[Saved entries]

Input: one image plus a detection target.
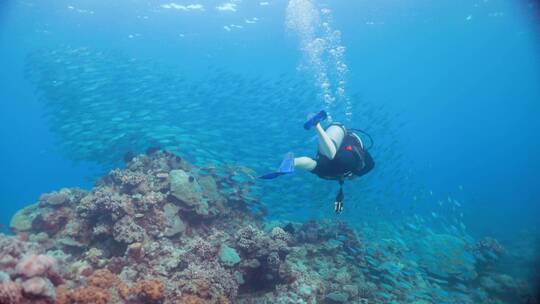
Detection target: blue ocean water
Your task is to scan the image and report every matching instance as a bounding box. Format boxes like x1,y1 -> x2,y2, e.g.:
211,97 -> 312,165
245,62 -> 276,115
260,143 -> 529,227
0,0 -> 539,291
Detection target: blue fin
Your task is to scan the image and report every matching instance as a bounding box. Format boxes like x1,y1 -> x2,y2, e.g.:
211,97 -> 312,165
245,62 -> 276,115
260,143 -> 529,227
278,152 -> 295,173
259,172 -> 287,180
303,110 -> 327,130
259,153 -> 295,180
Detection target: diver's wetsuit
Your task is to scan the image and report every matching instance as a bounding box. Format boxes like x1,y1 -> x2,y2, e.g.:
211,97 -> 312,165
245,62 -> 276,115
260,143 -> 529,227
311,125 -> 374,180
259,111 -> 374,213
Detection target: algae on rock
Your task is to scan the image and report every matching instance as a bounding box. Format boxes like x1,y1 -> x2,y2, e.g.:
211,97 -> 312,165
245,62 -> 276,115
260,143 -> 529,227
163,203 -> 186,237
413,233 -> 477,281
169,169 -> 209,216
10,203 -> 40,232
219,244 -> 241,267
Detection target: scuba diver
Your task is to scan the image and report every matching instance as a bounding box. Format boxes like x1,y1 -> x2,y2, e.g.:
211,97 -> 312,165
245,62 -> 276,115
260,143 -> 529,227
260,110 -> 374,214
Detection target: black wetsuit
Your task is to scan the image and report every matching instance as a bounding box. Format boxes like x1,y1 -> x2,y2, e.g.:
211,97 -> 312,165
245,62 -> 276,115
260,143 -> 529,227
311,126 -> 374,180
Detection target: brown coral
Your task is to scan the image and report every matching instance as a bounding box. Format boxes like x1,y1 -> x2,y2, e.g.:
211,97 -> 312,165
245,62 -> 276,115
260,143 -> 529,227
60,286 -> 110,304
87,269 -> 119,289
179,294 -> 207,304
130,280 -> 164,302
54,286 -> 69,304
56,269 -> 164,304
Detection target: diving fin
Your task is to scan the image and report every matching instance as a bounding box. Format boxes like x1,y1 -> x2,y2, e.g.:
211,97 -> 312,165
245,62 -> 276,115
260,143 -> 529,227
303,110 -> 328,130
259,153 -> 295,179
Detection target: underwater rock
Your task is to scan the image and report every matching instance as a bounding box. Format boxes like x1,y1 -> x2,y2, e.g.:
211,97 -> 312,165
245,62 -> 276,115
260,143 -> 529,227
169,169 -> 210,216
413,233 -> 477,281
10,203 -> 40,232
39,189 -> 71,206
126,242 -> 144,261
0,272 -> 9,283
162,203 -> 186,237
219,244 -> 241,267
474,237 -> 506,273
38,188 -> 85,207
32,207 -> 71,235
57,237 -> 86,249
21,277 -> 56,299
325,291 -> 349,303
478,272 -> 529,301
28,232 -> 49,244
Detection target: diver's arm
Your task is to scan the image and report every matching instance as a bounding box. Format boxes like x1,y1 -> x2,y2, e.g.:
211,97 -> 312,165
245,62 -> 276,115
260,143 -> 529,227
294,157 -> 317,171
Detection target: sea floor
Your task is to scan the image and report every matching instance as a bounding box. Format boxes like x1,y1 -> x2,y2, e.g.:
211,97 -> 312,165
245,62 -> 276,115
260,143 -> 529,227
0,150 -> 536,304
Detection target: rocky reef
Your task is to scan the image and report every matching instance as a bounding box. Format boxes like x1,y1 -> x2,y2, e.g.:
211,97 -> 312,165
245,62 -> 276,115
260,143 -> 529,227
1,151 -> 536,303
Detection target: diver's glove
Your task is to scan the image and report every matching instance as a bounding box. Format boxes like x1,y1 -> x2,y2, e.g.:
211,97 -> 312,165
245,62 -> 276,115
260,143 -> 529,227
259,153 -> 295,179
304,110 -> 328,130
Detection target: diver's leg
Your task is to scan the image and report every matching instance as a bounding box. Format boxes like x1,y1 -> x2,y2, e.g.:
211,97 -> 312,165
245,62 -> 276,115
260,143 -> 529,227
315,124 -> 345,160
294,157 -> 317,171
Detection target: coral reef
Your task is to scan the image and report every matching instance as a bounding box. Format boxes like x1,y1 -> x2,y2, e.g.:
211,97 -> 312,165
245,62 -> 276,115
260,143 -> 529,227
0,247 -> 61,303
1,150 -> 535,303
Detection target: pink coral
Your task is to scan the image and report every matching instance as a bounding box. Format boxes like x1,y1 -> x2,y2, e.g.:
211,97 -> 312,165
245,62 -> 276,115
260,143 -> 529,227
0,281 -> 23,304
0,235 -> 39,272
15,254 -> 58,279
21,277 -> 55,299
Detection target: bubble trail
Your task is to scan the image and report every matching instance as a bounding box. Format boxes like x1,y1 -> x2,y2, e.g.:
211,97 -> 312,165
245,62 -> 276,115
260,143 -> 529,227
285,0 -> 352,121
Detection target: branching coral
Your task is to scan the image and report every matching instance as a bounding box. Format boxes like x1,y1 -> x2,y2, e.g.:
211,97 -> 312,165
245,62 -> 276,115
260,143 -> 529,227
179,262 -> 238,302
112,216 -> 146,244
236,225 -> 264,253
77,187 -> 128,221
109,168 -> 147,190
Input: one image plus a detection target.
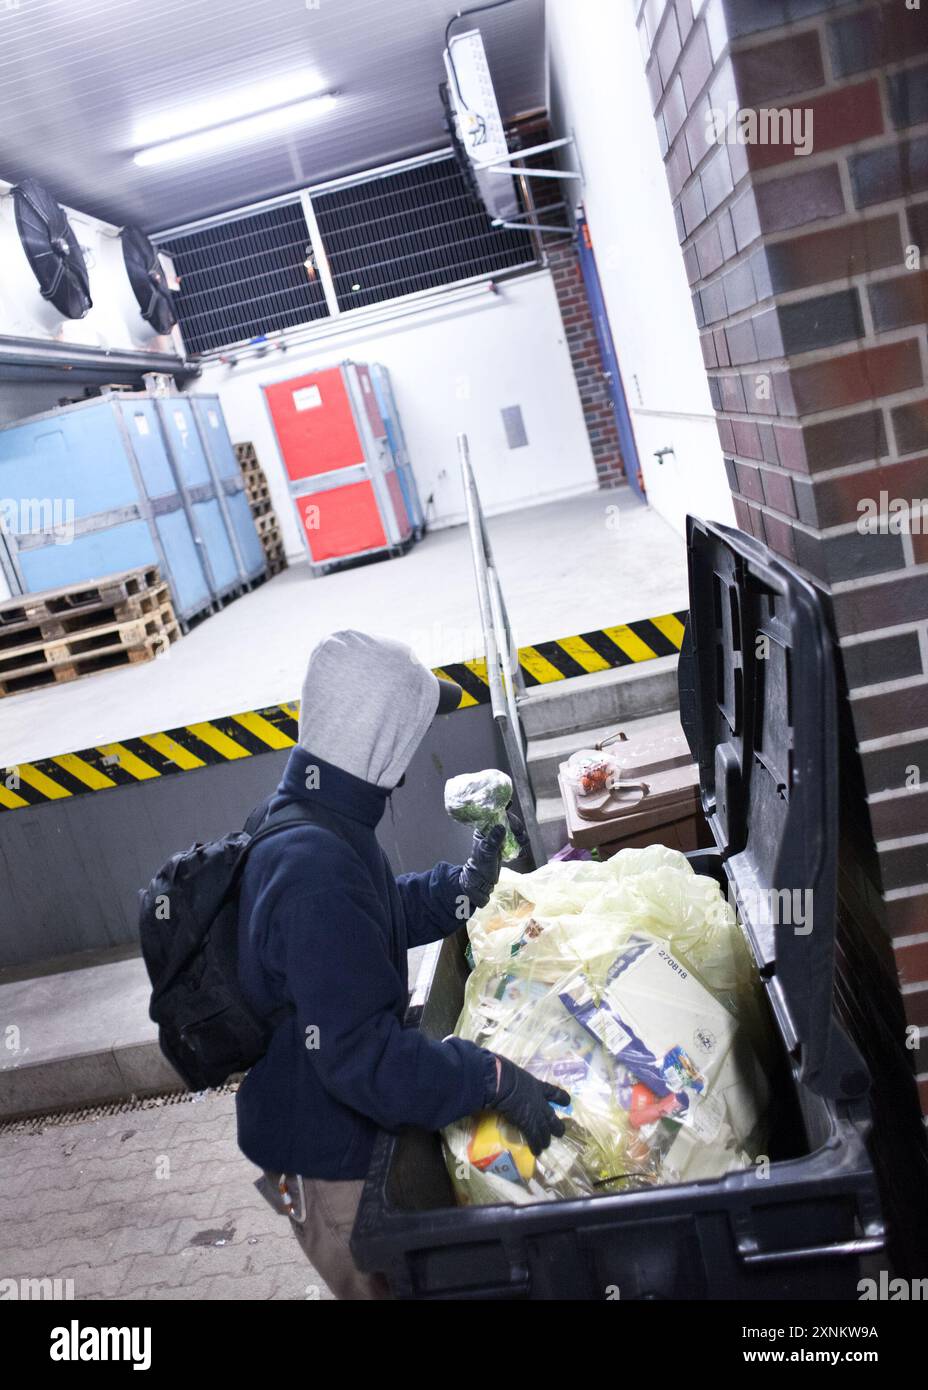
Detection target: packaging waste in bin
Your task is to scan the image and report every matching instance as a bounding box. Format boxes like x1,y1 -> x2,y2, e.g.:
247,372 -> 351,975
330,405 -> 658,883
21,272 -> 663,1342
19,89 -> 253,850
351,517 -> 884,1299
443,846 -> 774,1206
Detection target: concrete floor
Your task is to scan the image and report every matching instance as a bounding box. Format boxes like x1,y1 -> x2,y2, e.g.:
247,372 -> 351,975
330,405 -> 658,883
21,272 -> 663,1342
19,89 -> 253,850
1,487 -> 687,766
0,938 -> 448,1302
0,1088 -> 335,1299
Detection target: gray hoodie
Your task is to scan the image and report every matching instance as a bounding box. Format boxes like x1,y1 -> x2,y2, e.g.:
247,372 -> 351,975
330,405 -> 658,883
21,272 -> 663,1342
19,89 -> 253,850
297,629 -> 440,789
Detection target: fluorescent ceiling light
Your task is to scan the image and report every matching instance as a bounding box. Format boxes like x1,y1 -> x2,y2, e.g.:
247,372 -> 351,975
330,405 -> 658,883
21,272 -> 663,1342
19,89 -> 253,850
134,93 -> 338,167
134,72 -> 327,145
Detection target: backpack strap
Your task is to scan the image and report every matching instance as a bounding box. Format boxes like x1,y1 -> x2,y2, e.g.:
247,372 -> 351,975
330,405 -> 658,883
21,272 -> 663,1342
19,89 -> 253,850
234,802 -> 348,1034
237,800 -> 347,877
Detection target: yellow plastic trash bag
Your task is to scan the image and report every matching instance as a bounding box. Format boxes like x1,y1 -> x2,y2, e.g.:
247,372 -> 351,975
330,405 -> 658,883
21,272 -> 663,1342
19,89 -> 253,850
443,848 -> 771,1207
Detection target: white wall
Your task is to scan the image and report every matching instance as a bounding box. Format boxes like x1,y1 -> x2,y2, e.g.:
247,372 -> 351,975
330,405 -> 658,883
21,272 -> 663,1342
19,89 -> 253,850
194,270 -> 599,558
546,0 -> 733,534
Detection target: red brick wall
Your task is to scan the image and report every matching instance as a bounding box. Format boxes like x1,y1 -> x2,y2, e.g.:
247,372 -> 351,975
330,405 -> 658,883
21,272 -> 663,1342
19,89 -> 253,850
511,118 -> 626,488
634,0 -> 928,1270
546,240 -> 626,487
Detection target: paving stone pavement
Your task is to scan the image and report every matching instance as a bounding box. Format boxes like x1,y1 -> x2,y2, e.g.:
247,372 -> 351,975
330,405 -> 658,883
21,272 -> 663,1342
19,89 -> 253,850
0,1089 -> 336,1300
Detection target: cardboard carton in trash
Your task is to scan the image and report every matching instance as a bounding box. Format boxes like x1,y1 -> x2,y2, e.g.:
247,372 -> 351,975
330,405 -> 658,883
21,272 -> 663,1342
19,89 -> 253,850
558,934 -> 756,1142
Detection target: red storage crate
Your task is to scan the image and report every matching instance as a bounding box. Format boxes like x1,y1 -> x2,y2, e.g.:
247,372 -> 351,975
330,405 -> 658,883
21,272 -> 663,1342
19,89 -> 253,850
263,367 -> 363,482
295,480 -> 387,563
263,361 -> 419,569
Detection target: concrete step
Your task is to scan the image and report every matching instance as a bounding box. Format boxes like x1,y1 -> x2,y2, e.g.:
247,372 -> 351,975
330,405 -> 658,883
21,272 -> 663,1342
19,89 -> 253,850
517,654 -> 679,740
0,947 -> 455,1121
0,955 -> 181,1120
536,794 -> 570,858
526,708 -> 684,801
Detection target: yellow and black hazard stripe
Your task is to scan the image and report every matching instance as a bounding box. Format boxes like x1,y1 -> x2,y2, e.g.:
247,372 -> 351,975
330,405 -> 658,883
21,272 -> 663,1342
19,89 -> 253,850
0,703 -> 303,812
0,611 -> 687,811
434,611 -> 688,708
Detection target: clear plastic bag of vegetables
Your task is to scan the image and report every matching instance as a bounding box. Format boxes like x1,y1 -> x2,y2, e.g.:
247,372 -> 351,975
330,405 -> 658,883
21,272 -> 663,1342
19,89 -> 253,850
444,769 -> 520,861
442,846 -> 772,1207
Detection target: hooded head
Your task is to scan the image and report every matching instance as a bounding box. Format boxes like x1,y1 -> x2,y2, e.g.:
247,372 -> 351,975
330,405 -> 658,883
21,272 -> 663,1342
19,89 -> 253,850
297,630 -> 459,789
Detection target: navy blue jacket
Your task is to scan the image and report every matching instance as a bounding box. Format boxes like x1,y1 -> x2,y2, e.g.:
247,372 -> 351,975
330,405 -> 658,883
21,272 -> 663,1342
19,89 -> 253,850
235,747 -> 496,1179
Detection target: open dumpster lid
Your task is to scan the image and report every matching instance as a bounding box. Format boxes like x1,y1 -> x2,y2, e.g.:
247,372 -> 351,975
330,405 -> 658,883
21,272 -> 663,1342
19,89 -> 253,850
678,516 -> 868,1102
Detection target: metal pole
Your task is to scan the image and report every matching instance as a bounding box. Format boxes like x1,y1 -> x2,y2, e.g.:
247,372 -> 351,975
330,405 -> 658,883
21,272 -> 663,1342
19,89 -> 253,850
477,503 -> 525,697
487,166 -> 582,180
0,336 -> 198,380
458,434 -> 547,866
472,134 -> 575,167
300,189 -> 341,320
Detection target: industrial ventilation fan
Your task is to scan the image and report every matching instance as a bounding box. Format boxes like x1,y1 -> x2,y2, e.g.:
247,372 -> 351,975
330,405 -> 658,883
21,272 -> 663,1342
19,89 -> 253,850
120,225 -> 177,334
12,177 -> 93,318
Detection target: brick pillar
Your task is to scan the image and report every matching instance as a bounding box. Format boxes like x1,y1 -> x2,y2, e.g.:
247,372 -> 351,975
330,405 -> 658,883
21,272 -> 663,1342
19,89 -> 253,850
546,239 -> 627,487
510,117 -> 626,487
634,0 -> 928,1269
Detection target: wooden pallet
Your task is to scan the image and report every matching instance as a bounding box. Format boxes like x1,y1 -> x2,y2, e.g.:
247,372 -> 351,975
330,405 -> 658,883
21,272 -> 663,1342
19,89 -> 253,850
0,616 -> 179,697
234,441 -> 259,469
235,443 -> 265,483
260,511 -> 287,574
235,440 -> 275,520
263,547 -> 287,573
0,566 -> 164,630
0,602 -> 178,677
233,449 -> 286,573
256,510 -> 279,532
0,583 -> 172,652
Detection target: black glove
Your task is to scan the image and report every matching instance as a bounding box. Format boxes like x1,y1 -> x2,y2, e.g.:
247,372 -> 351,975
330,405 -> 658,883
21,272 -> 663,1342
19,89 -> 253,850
459,822 -> 506,910
486,1055 -> 570,1156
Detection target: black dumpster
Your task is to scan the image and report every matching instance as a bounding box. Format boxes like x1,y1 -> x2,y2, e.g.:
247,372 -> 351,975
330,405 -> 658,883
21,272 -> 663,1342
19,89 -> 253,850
352,517 -> 885,1299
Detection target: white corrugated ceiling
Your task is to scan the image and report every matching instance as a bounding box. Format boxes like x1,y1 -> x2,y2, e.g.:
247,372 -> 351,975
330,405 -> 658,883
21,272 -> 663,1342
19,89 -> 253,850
0,0 -> 545,232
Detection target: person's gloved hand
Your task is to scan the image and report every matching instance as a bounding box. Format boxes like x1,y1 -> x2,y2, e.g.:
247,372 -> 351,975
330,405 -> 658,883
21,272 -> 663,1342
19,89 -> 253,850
505,809 -> 531,861
459,808 -> 533,910
459,822 -> 506,910
486,1055 -> 570,1156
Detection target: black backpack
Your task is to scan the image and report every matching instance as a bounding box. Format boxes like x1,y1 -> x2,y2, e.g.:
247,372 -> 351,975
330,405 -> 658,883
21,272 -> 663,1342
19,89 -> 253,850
139,802 -> 326,1090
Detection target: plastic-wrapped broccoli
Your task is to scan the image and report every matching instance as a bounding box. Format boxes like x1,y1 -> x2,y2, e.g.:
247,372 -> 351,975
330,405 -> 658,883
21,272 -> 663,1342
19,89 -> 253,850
444,769 -> 520,862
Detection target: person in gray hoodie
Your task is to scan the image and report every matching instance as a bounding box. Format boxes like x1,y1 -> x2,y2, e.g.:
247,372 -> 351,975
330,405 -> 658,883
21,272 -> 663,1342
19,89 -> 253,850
237,630 -> 568,1299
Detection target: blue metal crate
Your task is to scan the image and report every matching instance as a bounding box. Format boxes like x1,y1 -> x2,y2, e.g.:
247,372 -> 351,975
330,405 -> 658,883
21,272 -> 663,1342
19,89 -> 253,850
189,395 -> 267,583
154,398 -> 241,599
0,393 -> 251,623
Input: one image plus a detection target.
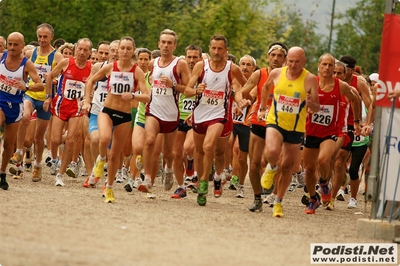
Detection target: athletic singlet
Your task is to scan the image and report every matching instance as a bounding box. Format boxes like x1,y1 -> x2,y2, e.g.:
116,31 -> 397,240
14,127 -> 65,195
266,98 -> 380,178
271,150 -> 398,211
26,48 -> 56,101
146,57 -> 181,122
0,52 -> 27,104
56,57 -> 91,101
250,68 -> 271,127
306,77 -> 341,137
347,75 -> 359,127
107,61 -> 137,95
91,61 -> 109,115
266,66 -> 308,133
136,71 -> 151,124
193,59 -> 232,123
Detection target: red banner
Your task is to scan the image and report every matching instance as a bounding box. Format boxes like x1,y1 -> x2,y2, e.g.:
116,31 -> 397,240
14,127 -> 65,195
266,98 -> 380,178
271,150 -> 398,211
376,14 -> 400,108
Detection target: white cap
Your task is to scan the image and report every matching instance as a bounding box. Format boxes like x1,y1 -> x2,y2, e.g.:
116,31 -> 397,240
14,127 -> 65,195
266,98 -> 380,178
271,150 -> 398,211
369,73 -> 379,83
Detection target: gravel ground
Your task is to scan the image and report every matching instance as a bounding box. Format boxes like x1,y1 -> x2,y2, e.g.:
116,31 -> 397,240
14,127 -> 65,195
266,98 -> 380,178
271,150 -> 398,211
0,161 -> 398,266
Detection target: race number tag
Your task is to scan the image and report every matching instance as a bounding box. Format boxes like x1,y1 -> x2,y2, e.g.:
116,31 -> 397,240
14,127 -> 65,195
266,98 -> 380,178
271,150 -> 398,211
182,98 -> 195,112
353,134 -> 366,143
232,102 -> 247,123
0,74 -> 19,95
276,95 -> 300,114
152,79 -> 173,96
64,79 -> 85,99
34,64 -> 52,84
311,105 -> 333,126
109,71 -> 133,95
201,89 -> 224,106
94,81 -> 108,103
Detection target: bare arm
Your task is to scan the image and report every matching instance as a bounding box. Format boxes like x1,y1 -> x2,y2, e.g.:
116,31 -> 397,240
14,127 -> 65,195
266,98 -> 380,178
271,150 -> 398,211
83,63 -> 113,106
235,70 -> 260,108
160,59 -> 190,94
184,61 -> 204,97
305,73 -> 320,113
340,81 -> 361,124
231,64 -> 247,87
130,66 -> 150,103
43,58 -> 69,112
357,77 -> 371,117
24,61 -> 43,92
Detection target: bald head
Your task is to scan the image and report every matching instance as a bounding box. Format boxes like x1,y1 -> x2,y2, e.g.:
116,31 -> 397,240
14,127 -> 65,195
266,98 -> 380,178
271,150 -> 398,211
286,46 -> 306,74
7,32 -> 25,55
287,46 -> 305,58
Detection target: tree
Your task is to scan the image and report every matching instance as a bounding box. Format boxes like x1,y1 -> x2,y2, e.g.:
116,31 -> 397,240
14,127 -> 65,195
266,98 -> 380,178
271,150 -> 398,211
332,0 -> 400,74
0,0 -> 323,69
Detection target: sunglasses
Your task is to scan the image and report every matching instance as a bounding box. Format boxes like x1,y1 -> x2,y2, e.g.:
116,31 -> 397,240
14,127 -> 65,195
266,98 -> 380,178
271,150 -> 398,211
268,45 -> 287,55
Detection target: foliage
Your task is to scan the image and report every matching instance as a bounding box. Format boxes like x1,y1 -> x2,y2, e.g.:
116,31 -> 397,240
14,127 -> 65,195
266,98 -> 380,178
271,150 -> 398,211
0,0 -> 355,72
332,0 -> 400,74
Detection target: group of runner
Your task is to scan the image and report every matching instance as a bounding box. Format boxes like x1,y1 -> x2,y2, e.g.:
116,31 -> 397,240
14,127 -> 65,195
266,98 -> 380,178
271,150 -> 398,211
0,22 -> 387,217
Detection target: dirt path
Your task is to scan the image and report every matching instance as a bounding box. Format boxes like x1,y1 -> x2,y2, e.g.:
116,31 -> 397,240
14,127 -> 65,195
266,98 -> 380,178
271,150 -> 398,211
0,163 -> 398,266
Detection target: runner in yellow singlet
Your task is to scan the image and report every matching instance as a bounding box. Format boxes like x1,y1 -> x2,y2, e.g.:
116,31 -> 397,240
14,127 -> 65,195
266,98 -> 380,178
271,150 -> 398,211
257,46 -> 320,218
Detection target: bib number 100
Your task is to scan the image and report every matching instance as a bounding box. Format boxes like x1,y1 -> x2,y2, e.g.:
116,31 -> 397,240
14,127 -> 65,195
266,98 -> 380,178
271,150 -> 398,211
112,83 -> 130,94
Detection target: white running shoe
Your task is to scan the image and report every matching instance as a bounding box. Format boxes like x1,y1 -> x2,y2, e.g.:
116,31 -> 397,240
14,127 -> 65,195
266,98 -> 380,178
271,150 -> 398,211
236,185 -> 245,198
347,198 -> 358,209
50,159 -> 58,175
263,193 -> 276,208
55,173 -> 65,187
336,189 -> 345,201
66,161 -> 79,178
287,173 -> 298,192
122,167 -> 129,180
115,170 -> 124,183
163,169 -> 174,191
133,177 -> 143,189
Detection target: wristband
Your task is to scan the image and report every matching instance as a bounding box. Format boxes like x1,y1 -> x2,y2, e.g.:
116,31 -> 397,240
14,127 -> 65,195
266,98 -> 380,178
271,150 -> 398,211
354,119 -> 360,123
259,107 -> 266,111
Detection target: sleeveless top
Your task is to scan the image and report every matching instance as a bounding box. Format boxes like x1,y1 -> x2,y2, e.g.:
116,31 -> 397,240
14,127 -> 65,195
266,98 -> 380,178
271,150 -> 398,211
193,59 -> 232,123
107,61 -> 137,95
26,48 -> 57,101
0,52 -> 28,104
146,57 -> 181,122
306,77 -> 341,137
267,66 -> 309,132
56,57 -> 91,101
91,61 -> 109,115
250,67 -> 270,127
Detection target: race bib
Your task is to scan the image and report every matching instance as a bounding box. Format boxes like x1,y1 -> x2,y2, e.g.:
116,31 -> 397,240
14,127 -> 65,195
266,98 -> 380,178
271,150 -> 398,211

● TASK STATEMENT: Only the lines of the data holding the string "concrete" are wanted; copy each of them.

● YOUR SOLUTION:
Detection target: concrete floor
Detection target: concrete step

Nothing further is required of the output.